Pretty traditional fare. Turkey and a ham, and the typical spectrum of casseroles, mashed potatoes, and so on. I'm brining a Basque Burnt Cheesecake (okay, that's not traditional) and a bottle or two of Pinot Noir, and there will also be pumpkin and apple pies there, some Rieslings and Ports, as well as whatever diabetic-friendly concoction my brother brings.

DH


----------



## Oldsarge (Feb 20, 2011)

Andy said:


> Walter:
> And your club is an excellent choice!
> *Bon Appétit*


We think so, too, thanks.


----------



## some_dude (Nov 9, 2008)

Happy Thanksgiving to all!


----------



## Andy (Aug 25, 2002)

some_dude said:


> Happy Thanksgiving to all!


And to all a good night!!  Thanks some_dude!


----------



## Vecchio Vespa (Dec 3, 2011)

Andy said:


> Thanksgiving Day is a national holiday celebrated on various dates in Canada, the United States, some of the Caribbean islands, and Liberia. But Turkey is a great meal for any occasion. Here are some helpful articles of which some of the original links have been lost so here they are again!:
> 
> *Turkey Cooking and Carving tips.*
> 
> ...


All three of these explanatory links are exceptionally good and worthwhile. Thank you so much!


----------



## Oldsarge (Feb 20, 2011)

For those not entertaining a horde, a butterball frozen breast with gravy packet can be cooked to heavenly delight in an InstantPot. 

*Instant Pot Turkey Breast*​*Ingredients:*

4 lbs. turkey breast boneless, thawed
1 tbsp olive oil
1 tbsp smoked paprika
1 tbsp Italian seasoning
1 tsp tarragon
1 tsp salt
2 tsp pepper
2 cloves garlic minced
2 tbsp butter unsalted
2 tbsp olive oil
*For Gravy*

2 tbsp butter unsalted
2 tbsp all-purpose flour
½ cup chicken broth
½ cup half and half
*Instructions*
Drizzle the tbsp of olive oil all over the turkey breast and rub it in. I usually do this so that the spices stick to the turkey breast. Rub the turkey well with the smoked paprika, Italian seasoning, tarragon, salt, and pepper. Finish with the minced garlic.
Turn the Instant Pot to the high sauté setting. Add the 2 tbsp butter and oil and once your instant pot reaches the desired temperature add the turkey breast. Sear the turkey breast on all sides. Transfer the breast to a plate.

Data items:
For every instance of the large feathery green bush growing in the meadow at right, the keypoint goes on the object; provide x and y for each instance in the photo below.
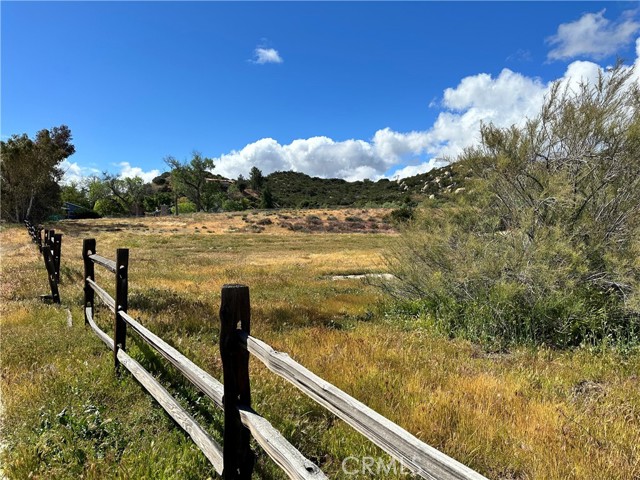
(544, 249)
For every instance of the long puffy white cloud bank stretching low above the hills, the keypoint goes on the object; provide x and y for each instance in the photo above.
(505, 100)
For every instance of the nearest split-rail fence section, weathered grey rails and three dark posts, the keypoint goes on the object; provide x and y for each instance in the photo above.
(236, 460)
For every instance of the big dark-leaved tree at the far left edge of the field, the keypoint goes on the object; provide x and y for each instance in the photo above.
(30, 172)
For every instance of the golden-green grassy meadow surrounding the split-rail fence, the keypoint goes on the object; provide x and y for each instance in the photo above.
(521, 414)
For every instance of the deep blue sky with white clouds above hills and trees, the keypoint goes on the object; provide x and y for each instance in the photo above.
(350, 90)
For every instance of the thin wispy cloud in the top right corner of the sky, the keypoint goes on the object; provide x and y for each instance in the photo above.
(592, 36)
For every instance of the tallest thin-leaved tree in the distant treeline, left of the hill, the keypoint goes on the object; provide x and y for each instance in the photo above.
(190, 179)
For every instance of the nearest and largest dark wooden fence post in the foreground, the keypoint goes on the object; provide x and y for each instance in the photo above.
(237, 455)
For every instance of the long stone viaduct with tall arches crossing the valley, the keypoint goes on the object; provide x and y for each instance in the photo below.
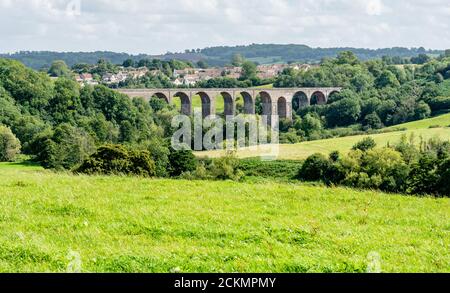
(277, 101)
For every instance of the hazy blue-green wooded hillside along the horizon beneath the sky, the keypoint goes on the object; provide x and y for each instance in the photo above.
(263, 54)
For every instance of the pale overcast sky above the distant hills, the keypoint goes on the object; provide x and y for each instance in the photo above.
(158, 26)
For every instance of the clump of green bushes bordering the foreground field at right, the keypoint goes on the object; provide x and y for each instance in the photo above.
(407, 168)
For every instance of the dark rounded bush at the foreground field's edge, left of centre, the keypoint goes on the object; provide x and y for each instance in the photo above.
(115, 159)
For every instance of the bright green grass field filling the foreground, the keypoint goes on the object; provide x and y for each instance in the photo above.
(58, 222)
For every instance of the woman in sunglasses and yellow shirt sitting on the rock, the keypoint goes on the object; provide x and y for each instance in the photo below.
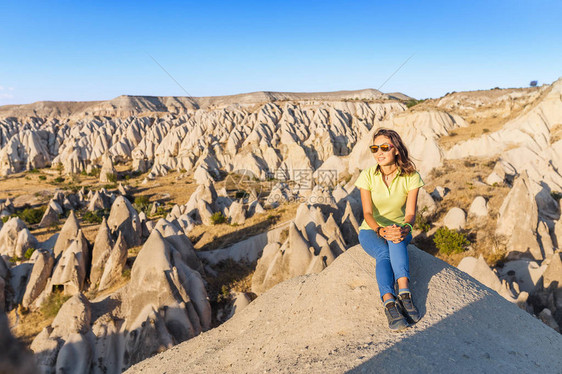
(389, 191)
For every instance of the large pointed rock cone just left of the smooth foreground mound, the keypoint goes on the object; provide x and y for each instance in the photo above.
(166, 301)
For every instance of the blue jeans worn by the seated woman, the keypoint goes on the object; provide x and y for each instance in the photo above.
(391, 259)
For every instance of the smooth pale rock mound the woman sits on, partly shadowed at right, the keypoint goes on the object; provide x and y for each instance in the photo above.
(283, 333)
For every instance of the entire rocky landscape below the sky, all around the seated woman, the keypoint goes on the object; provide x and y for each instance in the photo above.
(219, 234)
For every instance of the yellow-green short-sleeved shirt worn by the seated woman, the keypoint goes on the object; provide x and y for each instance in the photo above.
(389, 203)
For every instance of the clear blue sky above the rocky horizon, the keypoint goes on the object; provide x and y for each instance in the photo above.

__EXERCISE SET__.
1) According to the Thanksgiving thread, why is olive oil drizzled over the turkey breast and rubbed in before the seasonings go on?
2) Rewrite the part of the Thanksgiving thread starting with "All three of" and going on through "in an InstantPot.", replacing "horde" with "crowd".

__RESPONSES__.
1) The olive oil is rubbed in first so that the spices stick to the turkey breast.

2)
All three of these explanatory links are exceptionally good and worthwhile. Thank you so much!


----------



## Oldsarge (Feb 20, 2011)

For those not entertaining a crowd, a butterball frozen breast with gravy packet can be cooked to heavenly delight in an InstantPot.